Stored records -
★ ★ ★ ★ ★

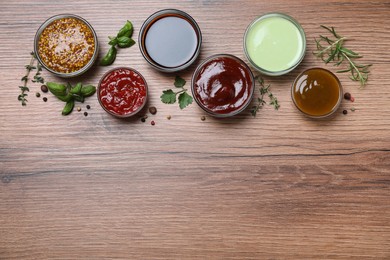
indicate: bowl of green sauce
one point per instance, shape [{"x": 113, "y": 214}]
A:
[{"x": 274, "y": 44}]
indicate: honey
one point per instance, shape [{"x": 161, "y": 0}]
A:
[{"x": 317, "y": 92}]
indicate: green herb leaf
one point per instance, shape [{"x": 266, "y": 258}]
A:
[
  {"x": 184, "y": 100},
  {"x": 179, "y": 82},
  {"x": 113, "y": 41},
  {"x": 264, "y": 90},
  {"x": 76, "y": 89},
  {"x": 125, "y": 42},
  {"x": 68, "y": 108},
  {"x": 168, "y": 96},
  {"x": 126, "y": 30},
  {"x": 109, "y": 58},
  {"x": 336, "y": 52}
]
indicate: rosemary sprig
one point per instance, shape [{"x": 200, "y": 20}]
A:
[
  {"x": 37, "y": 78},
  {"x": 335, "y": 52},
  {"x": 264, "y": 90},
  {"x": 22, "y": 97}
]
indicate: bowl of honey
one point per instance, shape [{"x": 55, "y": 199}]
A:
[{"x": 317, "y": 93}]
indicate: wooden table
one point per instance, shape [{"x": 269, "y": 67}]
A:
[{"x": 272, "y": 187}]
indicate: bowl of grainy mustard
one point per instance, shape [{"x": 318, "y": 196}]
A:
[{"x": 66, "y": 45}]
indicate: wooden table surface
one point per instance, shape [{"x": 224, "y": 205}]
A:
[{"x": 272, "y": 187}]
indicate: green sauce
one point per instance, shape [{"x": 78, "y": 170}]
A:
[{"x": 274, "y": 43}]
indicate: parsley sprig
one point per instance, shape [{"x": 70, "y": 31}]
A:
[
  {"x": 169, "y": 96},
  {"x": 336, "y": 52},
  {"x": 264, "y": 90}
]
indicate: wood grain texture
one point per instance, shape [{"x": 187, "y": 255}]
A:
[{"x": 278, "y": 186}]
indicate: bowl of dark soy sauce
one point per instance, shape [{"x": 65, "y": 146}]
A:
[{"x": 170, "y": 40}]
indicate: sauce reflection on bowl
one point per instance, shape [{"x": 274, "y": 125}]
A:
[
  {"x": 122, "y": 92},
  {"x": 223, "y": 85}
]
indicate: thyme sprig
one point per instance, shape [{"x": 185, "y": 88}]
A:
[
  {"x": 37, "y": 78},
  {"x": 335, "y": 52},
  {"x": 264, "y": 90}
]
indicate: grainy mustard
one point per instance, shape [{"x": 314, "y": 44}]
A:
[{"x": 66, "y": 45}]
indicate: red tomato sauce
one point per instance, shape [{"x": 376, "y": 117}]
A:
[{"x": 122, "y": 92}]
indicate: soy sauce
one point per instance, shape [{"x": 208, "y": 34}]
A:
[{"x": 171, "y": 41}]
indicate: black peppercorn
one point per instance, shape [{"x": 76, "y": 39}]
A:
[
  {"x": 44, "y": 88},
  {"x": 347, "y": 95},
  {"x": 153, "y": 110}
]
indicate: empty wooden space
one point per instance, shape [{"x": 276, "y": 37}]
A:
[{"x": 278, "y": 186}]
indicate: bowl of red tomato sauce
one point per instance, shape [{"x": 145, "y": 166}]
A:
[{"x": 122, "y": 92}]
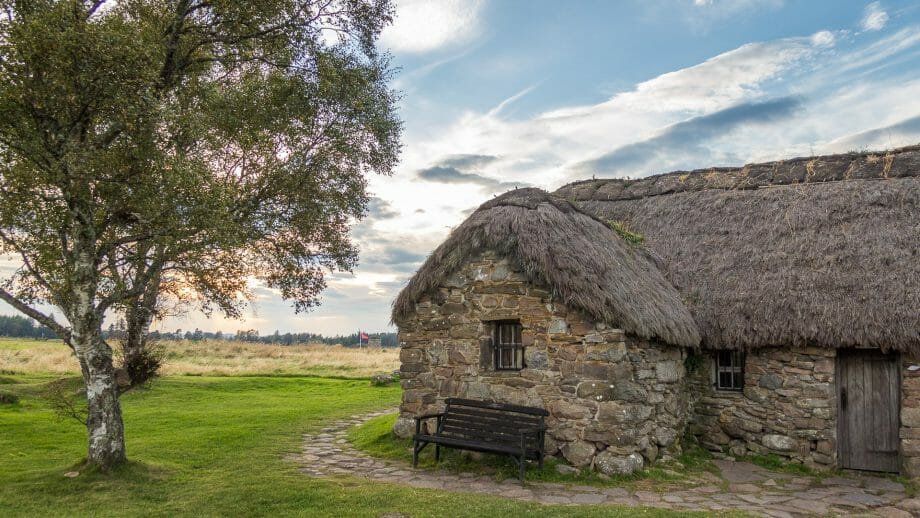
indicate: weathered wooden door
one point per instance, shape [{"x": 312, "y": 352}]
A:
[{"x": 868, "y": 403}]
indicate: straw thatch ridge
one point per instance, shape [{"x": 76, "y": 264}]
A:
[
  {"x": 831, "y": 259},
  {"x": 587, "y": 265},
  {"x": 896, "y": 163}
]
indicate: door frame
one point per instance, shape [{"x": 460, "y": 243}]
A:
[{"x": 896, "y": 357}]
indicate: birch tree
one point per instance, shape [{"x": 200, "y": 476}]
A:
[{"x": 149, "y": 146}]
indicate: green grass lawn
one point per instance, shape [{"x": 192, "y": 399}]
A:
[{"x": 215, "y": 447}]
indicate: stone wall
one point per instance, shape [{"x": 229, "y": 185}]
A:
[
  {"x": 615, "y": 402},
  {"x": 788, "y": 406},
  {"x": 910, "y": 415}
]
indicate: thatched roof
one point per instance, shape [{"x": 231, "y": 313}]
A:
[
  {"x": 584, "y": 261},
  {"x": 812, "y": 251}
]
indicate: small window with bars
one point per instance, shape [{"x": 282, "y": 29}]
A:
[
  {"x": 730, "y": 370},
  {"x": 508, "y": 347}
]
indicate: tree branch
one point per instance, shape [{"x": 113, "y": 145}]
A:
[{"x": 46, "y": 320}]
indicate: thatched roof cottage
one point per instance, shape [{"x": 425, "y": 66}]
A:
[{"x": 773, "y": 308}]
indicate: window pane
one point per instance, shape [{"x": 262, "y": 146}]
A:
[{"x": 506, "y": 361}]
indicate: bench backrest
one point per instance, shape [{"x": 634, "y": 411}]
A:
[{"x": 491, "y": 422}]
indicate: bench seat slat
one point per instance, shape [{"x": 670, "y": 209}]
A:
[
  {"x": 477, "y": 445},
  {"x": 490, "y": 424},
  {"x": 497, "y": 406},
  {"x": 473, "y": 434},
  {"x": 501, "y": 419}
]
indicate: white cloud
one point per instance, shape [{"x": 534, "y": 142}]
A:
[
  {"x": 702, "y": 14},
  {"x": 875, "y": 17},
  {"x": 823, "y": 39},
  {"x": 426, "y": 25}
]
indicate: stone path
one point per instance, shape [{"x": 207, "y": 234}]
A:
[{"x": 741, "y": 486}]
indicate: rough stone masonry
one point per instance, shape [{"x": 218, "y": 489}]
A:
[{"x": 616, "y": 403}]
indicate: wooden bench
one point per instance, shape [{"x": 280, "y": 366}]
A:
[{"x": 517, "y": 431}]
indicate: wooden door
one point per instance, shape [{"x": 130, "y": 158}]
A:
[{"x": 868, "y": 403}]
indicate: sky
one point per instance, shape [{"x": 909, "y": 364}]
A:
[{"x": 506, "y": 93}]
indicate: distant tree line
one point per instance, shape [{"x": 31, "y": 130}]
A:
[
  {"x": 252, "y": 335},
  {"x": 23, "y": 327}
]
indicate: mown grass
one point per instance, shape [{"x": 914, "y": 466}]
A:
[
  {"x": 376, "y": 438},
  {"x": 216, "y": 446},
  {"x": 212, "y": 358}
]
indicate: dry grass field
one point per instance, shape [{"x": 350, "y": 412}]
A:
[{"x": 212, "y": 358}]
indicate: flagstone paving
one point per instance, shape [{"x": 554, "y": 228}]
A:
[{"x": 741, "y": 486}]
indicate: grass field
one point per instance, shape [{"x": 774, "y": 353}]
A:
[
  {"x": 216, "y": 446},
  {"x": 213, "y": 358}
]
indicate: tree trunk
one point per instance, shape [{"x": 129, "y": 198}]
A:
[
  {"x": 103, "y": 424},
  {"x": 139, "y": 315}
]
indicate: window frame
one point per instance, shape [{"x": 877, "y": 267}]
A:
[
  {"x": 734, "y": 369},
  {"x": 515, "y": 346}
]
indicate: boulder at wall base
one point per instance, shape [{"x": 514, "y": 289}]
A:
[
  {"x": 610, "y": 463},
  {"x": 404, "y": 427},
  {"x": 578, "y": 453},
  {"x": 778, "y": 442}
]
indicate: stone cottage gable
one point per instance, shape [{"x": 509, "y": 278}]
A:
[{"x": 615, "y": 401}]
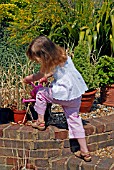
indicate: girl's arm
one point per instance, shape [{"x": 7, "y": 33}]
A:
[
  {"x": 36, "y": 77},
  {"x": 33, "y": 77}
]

★ ★ ★ ★ ★

WORK TO COMPLETE -
In your copy of the records, include no pictures; repeat everything else exactly.

FULL OUTPUT -
indicate: bowl of green sauce
one point per instance, shape [{"x": 113, "y": 214}]
A:
[{"x": 274, "y": 44}]
indicate: honey
one point per instance, shape [{"x": 161, "y": 0}]
A:
[{"x": 317, "y": 92}]
indicate: green herb leaf
one point per instance, shape [{"x": 266, "y": 258}]
A:
[
  {"x": 184, "y": 100},
  {"x": 179, "y": 82},
  {"x": 113, "y": 41},
  {"x": 264, "y": 90},
  {"x": 76, "y": 89},
  {"x": 125, "y": 42},
  {"x": 68, "y": 108},
  {"x": 168, "y": 96},
  {"x": 126, "y": 30},
  {"x": 109, "y": 58},
  {"x": 336, "y": 52}
]
indicate: rosemary sprig
one point per instance, shape [{"x": 200, "y": 20}]
A:
[
  {"x": 37, "y": 78},
  {"x": 335, "y": 52},
  {"x": 264, "y": 90},
  {"x": 22, "y": 97}
]
indicate: bowl of honey
one point per instance, shape [{"x": 55, "y": 199}]
A:
[{"x": 317, "y": 93}]
indicate: wooden table
one point per instance, shape [{"x": 269, "y": 67}]
A:
[{"x": 272, "y": 187}]
indicate: bowl of grainy mustard
one point per instance, shape [{"x": 318, "y": 196}]
A:
[{"x": 66, "y": 45}]
indicate: wooden table surface
one point per instance, shape [{"x": 224, "y": 205}]
A:
[{"x": 272, "y": 187}]
indicate: green sauce
one point per instance, shape [{"x": 78, "y": 170}]
A:
[{"x": 274, "y": 43}]
indicate: parsley sprig
one point per instance, shape [{"x": 70, "y": 31}]
A:
[
  {"x": 169, "y": 96},
  {"x": 336, "y": 52},
  {"x": 264, "y": 90}
]
indicate: wood grain texture
one point per instance, shape [{"x": 187, "y": 255}]
A:
[{"x": 278, "y": 186}]
indicate: bowl of dark soy sauce
one point per instance, shape [{"x": 65, "y": 146}]
A:
[{"x": 170, "y": 40}]
indicate: sauce reflection on bowl
one point per instance, shape [{"x": 274, "y": 125}]
A:
[
  {"x": 122, "y": 92},
  {"x": 223, "y": 85}
]
indicate: thyme sprig
one point per instance, shape [{"x": 185, "y": 88}]
A:
[
  {"x": 37, "y": 78},
  {"x": 335, "y": 52},
  {"x": 264, "y": 90}
]
indicate: grainy mustard
one point per instance, shape [{"x": 314, "y": 44}]
A:
[{"x": 66, "y": 45}]
indicate: red tomato sauce
one point per instance, shape [{"x": 376, "y": 117}]
A:
[{"x": 122, "y": 92}]
indicate: soy sauce
one point per instance, shape [{"x": 208, "y": 34}]
A:
[{"x": 171, "y": 41}]
indicate: black peppercorn
one point per instance, shape [{"x": 76, "y": 39}]
A:
[
  {"x": 44, "y": 88},
  {"x": 347, "y": 95},
  {"x": 153, "y": 110}
]
indicate: empty wooden space
one point per instance, shape [{"x": 276, "y": 37}]
A:
[{"x": 278, "y": 186}]
indicate: bowl of red tomato sauce
one point per instance, shape [{"x": 145, "y": 166}]
A:
[{"x": 122, "y": 92}]
indicate: weathered wooden door
one point per instance, shape [{"x": 312, "y": 352}]
A:
[{"x": 868, "y": 403}]
indicate: straw thatch ridge
one point per instance, shape [{"x": 76, "y": 264}]
A:
[
  {"x": 831, "y": 259},
  {"x": 587, "y": 265},
  {"x": 896, "y": 163}
]
indicate: door frame
one point per instance, shape [{"x": 460, "y": 243}]
A:
[{"x": 896, "y": 357}]
indicate: birch tree
one point per instance, shape [{"x": 200, "y": 476}]
A:
[{"x": 149, "y": 146}]
indicate: green grass lawn
one point per instance, shape [{"x": 192, "y": 399}]
A:
[{"x": 215, "y": 447}]
indicate: stone wall
one point per instance, shape [{"x": 229, "y": 185}]
A:
[
  {"x": 615, "y": 402},
  {"x": 788, "y": 406},
  {"x": 910, "y": 415}
]
indicate: thatched roof
one point per instance, shape [{"x": 231, "y": 313}]
A:
[
  {"x": 584, "y": 261},
  {"x": 812, "y": 251}
]
indicate: small window with bars
one point per instance, shape [{"x": 282, "y": 29}]
A:
[
  {"x": 730, "y": 370},
  {"x": 508, "y": 347}
]
indicate: tree branch
one point per instance, shape [{"x": 113, "y": 145}]
A:
[{"x": 46, "y": 320}]
indicate: thatched roof cottage
one point per instance, shape [{"x": 425, "y": 66}]
A:
[{"x": 773, "y": 308}]
indicate: window pane
one point per instance, shape [{"x": 262, "y": 146}]
A:
[{"x": 506, "y": 361}]
indicate: bench backrest
one point per instance, shape [{"x": 634, "y": 411}]
A:
[{"x": 491, "y": 422}]
indicate: bench seat slat
one point per instance, shape [{"x": 670, "y": 209}]
A:
[
  {"x": 477, "y": 445},
  {"x": 490, "y": 424},
  {"x": 497, "y": 406},
  {"x": 473, "y": 434},
  {"x": 501, "y": 419}
]
indicate: white cloud
one point per instance, shape [{"x": 534, "y": 142}]
A:
[
  {"x": 702, "y": 14},
  {"x": 875, "y": 17},
  {"x": 823, "y": 39},
  {"x": 426, "y": 25}
]
indicate: stone path
one point per instance, shape [{"x": 207, "y": 234}]
A:
[{"x": 741, "y": 486}]
indicate: rough stone masonry
one point per instance, shape [{"x": 218, "y": 489}]
A:
[{"x": 616, "y": 403}]
indicate: wooden bench
one point per instance, shape [{"x": 280, "y": 366}]
A:
[{"x": 517, "y": 431}]
indicate: wooden door
one point per instance, shape [{"x": 130, "y": 158}]
A:
[{"x": 868, "y": 403}]
indicate: sky
one point per instance, shape [{"x": 909, "y": 364}]
A:
[{"x": 506, "y": 93}]
indicate: distant tree line
one point per instance, shape [{"x": 31, "y": 130}]
A:
[
  {"x": 252, "y": 335},
  {"x": 23, "y": 327}
]
indicate: mown grass
one point per instance, shape [{"x": 914, "y": 466}]
A:
[
  {"x": 376, "y": 438},
  {"x": 216, "y": 446},
  {"x": 212, "y": 358}
]
indicate: dry grass field
one point per instance, shape [{"x": 350, "y": 412}]
A:
[{"x": 212, "y": 358}]
indicate: flagstone paving
one point per instance, shape [{"x": 554, "y": 228}]
A:
[{"x": 741, "y": 486}]
indicate: grass field
one point per instance, shape [{"x": 774, "y": 353}]
A:
[
  {"x": 216, "y": 446},
  {"x": 213, "y": 358}
]
indicate: tree trunk
one point per instance, shape [{"x": 129, "y": 198}]
A:
[
  {"x": 103, "y": 424},
  {"x": 139, "y": 315}
]
indicate: window frame
one point per instance, shape [{"x": 877, "y": 267}]
A:
[
  {"x": 734, "y": 369},
  {"x": 515, "y": 346}
]
indicate: boulder at wall base
one point per instance, shape [{"x": 514, "y": 289}]
A:
[
  {"x": 610, "y": 463},
  {"x": 404, "y": 427},
  {"x": 578, "y": 453},
  {"x": 778, "y": 442}
]
indicate: stone cottage gable
one point per instance, shape [{"x": 509, "y": 278}]
A:
[{"x": 615, "y": 401}]
indicate: girl's arm
one point per instance, shape [{"x": 7, "y": 33}]
A:
[
  {"x": 36, "y": 77},
  {"x": 33, "y": 77}
]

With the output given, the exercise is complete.